### Problem statement
Copy every entry exactly.
[Begin Extracted data]
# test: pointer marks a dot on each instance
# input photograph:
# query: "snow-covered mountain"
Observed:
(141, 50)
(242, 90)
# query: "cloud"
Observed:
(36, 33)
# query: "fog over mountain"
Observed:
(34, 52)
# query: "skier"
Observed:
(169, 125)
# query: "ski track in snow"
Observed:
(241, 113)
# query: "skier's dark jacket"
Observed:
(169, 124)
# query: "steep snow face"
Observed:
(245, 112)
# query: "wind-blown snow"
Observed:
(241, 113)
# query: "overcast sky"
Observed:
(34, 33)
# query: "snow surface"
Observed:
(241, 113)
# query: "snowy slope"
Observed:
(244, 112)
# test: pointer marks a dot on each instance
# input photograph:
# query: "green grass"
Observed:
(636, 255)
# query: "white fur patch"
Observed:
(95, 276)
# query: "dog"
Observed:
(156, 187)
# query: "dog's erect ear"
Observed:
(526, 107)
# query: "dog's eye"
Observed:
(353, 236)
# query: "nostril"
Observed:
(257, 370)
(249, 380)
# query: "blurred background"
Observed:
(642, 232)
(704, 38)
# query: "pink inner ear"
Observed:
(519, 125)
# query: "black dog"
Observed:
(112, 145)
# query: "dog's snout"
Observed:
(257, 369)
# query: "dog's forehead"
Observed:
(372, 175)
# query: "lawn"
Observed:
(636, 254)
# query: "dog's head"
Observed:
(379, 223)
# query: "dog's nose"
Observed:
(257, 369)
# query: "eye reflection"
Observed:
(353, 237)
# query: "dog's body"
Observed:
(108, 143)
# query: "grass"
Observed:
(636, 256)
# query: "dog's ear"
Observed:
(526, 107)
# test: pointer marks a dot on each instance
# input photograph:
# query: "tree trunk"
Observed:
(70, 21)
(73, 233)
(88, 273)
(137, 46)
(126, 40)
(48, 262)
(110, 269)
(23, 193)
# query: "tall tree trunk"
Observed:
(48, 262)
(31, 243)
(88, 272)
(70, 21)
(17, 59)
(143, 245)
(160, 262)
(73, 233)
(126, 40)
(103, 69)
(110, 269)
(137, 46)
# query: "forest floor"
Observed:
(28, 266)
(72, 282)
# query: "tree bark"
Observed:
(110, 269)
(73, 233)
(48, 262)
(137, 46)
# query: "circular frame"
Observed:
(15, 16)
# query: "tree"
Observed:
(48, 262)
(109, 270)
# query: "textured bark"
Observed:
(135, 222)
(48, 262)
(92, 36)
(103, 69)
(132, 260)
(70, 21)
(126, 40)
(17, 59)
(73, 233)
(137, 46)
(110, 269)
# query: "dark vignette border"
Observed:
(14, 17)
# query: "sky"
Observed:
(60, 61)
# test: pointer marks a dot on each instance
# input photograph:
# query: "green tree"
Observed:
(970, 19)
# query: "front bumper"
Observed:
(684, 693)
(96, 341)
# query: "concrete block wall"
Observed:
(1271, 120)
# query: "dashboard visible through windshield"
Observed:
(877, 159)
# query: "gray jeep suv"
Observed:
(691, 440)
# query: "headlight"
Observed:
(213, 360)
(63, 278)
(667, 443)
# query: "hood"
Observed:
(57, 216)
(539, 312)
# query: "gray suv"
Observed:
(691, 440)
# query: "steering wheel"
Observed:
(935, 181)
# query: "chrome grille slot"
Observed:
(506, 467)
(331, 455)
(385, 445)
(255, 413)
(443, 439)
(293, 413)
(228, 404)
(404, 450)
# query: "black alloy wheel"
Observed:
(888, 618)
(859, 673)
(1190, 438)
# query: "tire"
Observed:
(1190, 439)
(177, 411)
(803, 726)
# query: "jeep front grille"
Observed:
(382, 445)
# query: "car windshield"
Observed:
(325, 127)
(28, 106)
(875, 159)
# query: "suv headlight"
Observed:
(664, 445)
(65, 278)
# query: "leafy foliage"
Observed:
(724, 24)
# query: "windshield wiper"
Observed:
[End Extracted data]
### Reply
# test: pointer marks a dot on each instance
# input photograph:
# query: "snow-covered mountain"
Observed:
(141, 50)
(242, 90)
# query: "cloud"
Observed:
(36, 33)
# query: "fog over mountain"
Observed:
(34, 52)
# query: "skier"
Observed:
(169, 125)
# query: "ski track in snow"
Observed:
(241, 113)
# query: "skier's dark jacket"
Observed:
(169, 124)
# query: "steep snow face"
Observed:
(245, 112)
# query: "wind-blown snow"
Observed:
(241, 113)
# query: "overcast sky"
Observed:
(34, 33)
# query: "snow surface"
Observed:
(241, 113)
# query: "snowy slope"
Observed:
(244, 112)
# test: pointer marks a dot on each instance
# input photograph:
# query: "green grass"
Observed:
(636, 255)
# query: "white fur patch"
Observed:
(95, 276)
# query: "dog"
Observed:
(156, 187)
# query: "dog's erect ear"
Observed:
(526, 107)
# query: "dog's eye"
Observed:
(353, 236)
# query: "nostril"
Observed:
(257, 370)
(249, 380)
# query: "blurred background"
Observed:
(642, 232)
(704, 38)
# query: "pink inner ear"
Observed:
(519, 125)
# query: "black dog"
Observed:
(112, 145)
# query: "dog's snout"
Observed:
(257, 369)
# query: "dog's forehead"
Observed:
(372, 175)
# query: "lawn"
Observed:
(636, 254)
# query: "dog's head"
Observed:
(379, 223)
# query: "dog's nose"
Observed:
(257, 369)
# query: "eye reflection"
Observed:
(353, 237)
# query: "dog's body"
Observed:
(108, 143)
# query: "grass"
Observed:
(636, 256)
# query: "dog's ear"
Observed:
(526, 107)
# test: pointer marks a dot on each instance
# input photograph:
# query: "tree trunk"
Observed:
(70, 21)
(73, 233)
(88, 273)
(137, 46)
(126, 40)
(48, 262)
(110, 269)
(23, 193)
# query: "tall tree trunk"
Observed:
(48, 262)
(31, 243)
(88, 272)
(70, 21)
(17, 59)
(143, 245)
(160, 262)
(73, 233)
(126, 40)
(103, 69)
(110, 269)
(137, 46)
# query: "forest floor"
Observed:
(28, 266)
(72, 282)
# query: "tree bark"
Observed:
(110, 269)
(73, 233)
(48, 262)
(137, 46)
# query: "circular frame"
Observed:
(15, 16)
# query: "tree"
Observed:
(48, 262)
(109, 270)
# query: "textured bark"
Observed:
(135, 222)
(48, 262)
(92, 36)
(103, 69)
(132, 260)
(70, 21)
(126, 40)
(17, 59)
(73, 233)
(137, 46)
(110, 269)
# query: "dark vignette border"
Observed:
(14, 17)
# query: "sky"
Observed:
(60, 61)
# test: pointer marks a dot on each instance
# input photograph:
# query: "green tree"
Observed:
(970, 19)
# query: "front bumper"
Observed:
(684, 693)
(96, 341)
# query: "concrete block wall"
Observed:
(1271, 120)
# query: "dashboard visible through windshield"
Observed:
(877, 159)
# query: "gray jeep suv"
Observed:
(691, 440)
# query: "headlight"
Observed:
(213, 360)
(63, 278)
(667, 443)
# query: "hood"
Observed:
(57, 216)
(539, 312)
# query: "gray suv"
Observed:
(691, 440)
# query: "steering wheel"
Observed:
(935, 181)
# query: "chrome grille slot"
Observed:
(506, 467)
(331, 455)
(385, 445)
(255, 413)
(443, 439)
(293, 413)
(228, 404)
(404, 450)
# query: "black alloy wheel"
Observed:
(888, 618)
(859, 673)
(1190, 438)
# query: "tire"
Observed:
(1190, 439)
(177, 411)
(803, 726)
# query: "jeep front grille"
Observed:
(382, 445)
# query: "car windshield"
Observed:
(325, 127)
(28, 106)
(875, 159)
# query: "suv headlight"
Observed:
(664, 445)
(65, 278)
# query: "leafy foliage"
Observed:
(724, 24)
# query: "windshield wiper"
Observed:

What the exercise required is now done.